Assigned task = Quote everything from "The three professors" down to "for AFC support." in the article below about using large language models to simulate consumer behavior.

In the past, when a company wanted to evaluate a new or improved product using surveys, they had to recruit participants, administer surveys, collect responses, and finally conduct the analysis.
This process was not only time-consuming but also expensive, often taking weeks or even months to complete.
Now, a new research project by three professors at the University of Delaware’s Alfred Lerner College of Business and Economics could change all of that.
Rather than relying on human surveys, the faculty – Assistant Professor of MIS Yu Zhu, Visiting Assistant Professor of Accounting and MIS Jared Sharpe, and Professor of MIS Xiao Fang – will use large language models (LLMs) to act like customers, hence significantly saving time and money.
The three professors were recently selected to receive a grant from the American Fintech Council and UD’s Data Science Institute to help them get started. The team first submitted a one-page letter of interest, the first round of review, followed by a full proposal in October. After advancing to the final round, they participated in a panel discussion in February. Their project, titled “Leveraging Large Language Models to Simulate Consumer Behavior for Fintech Product Innovation,” was ultimately selected for AFC support.
Zhu, the project’s Principal Investigator, explained that the process begins by initializing LLMs–referred to as agents–with specific user profiles, including attributes such as age, sex and background. Each agent is instructed to play the role of the user.
“Then I would tell this agent, for example, you have two choices,” he said. “Option A is the current product with certain features. Option B is a modified version with improvements (provided below). Which one do you prefer–and more importantly, why?”
Because LLMs can be deployed at scale, thousands of such agents can be initialized simultaneously, each representing a different consumer profile. “We can ask all these agents for their preferences and reasoning in parallel,” Zhu said. “This approach is dramatically faster and cheaper. That’s the whole idea of using LLMs to speed up product development.”
Results can be generated in a matter of hours, shrinking a process that used to take weeks.
Still, Zhu emphasized the importance of validating the AI’s responses against real-world data.
“First, we have to find evidence that LLM behavior aligns with human responses,” he said. “For example, we might take historical customer data following a product change, simulate that change using LLM agents, and compare their responses to the actual customer behavior. If they align, we can be more confident in the approach.”
While LLMs are not a complete replacement for human surveys, Zhu sees them as a powerful complement. “At this stage, we need both simulated and real response to ensure robustness,” he said.
Funding from the AFC will be extremely helpful for the project.
“We already have a set of machines that are capable of running models,” Zhu said. “We already have machines capable of running the models,” Zhu said. “But to scale up or access more advanced, closed-source models behind paywalls, this funding is essential. It also supports efforts to validate results with actual human participants.”
Zhu pointed to Early Wage Access (EWA)–a type of fintech product–as a prime example of how large language models can be used to simulate consumer behavior. EWA works as follows: suppose an employee who typically gets paid on the 15th of each month might face an emergency on the 10th and need access to wages already earned. Early Wage Access products allow users to tap into those accrued earnings ahead of payday.
“This is a classic fintech solution, but there’s still room for innovation,” Zhu explained. “For example, companies offering these products may want to include educational messages to promote responsible use. They want to help people manage financial shortfalls but also discourage overreliance, which could harm long-term financial health.”

Data below =
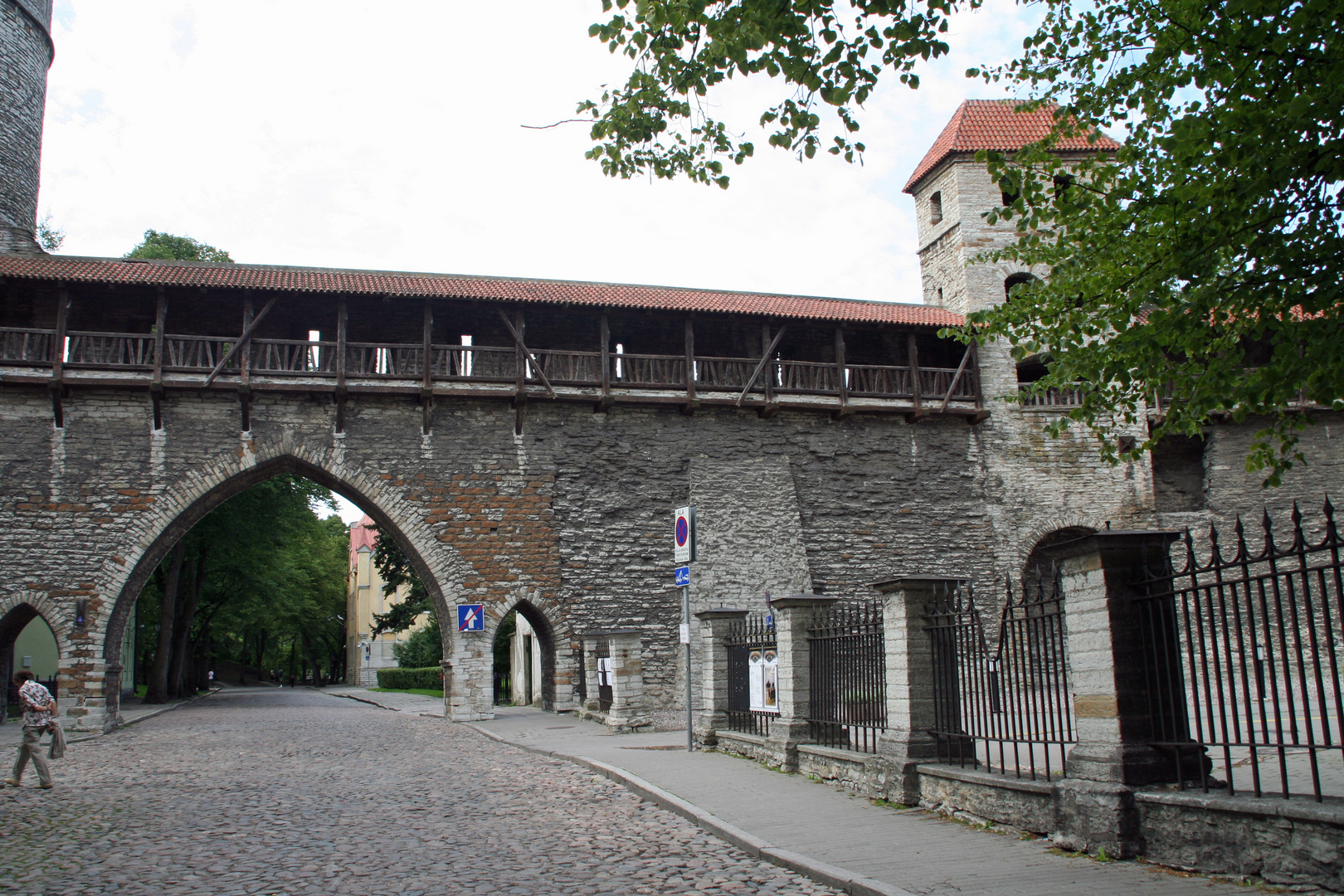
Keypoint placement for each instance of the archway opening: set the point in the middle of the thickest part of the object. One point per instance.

Final answer =
The three professors were recently selected to receive a grant from the American Fintech Council and UD’s Data Science Institute to help them get started. The team first submitted a one-page letter of interest, the first round of review, followed by a full proposal in October. After advancing to the final round, they participated in a panel discussion in February. Their project, titled “Leveraging Large Language Models to Simulate Consumer Behavior for Fintech Product Innovation,” was ultimately selected for AFC support.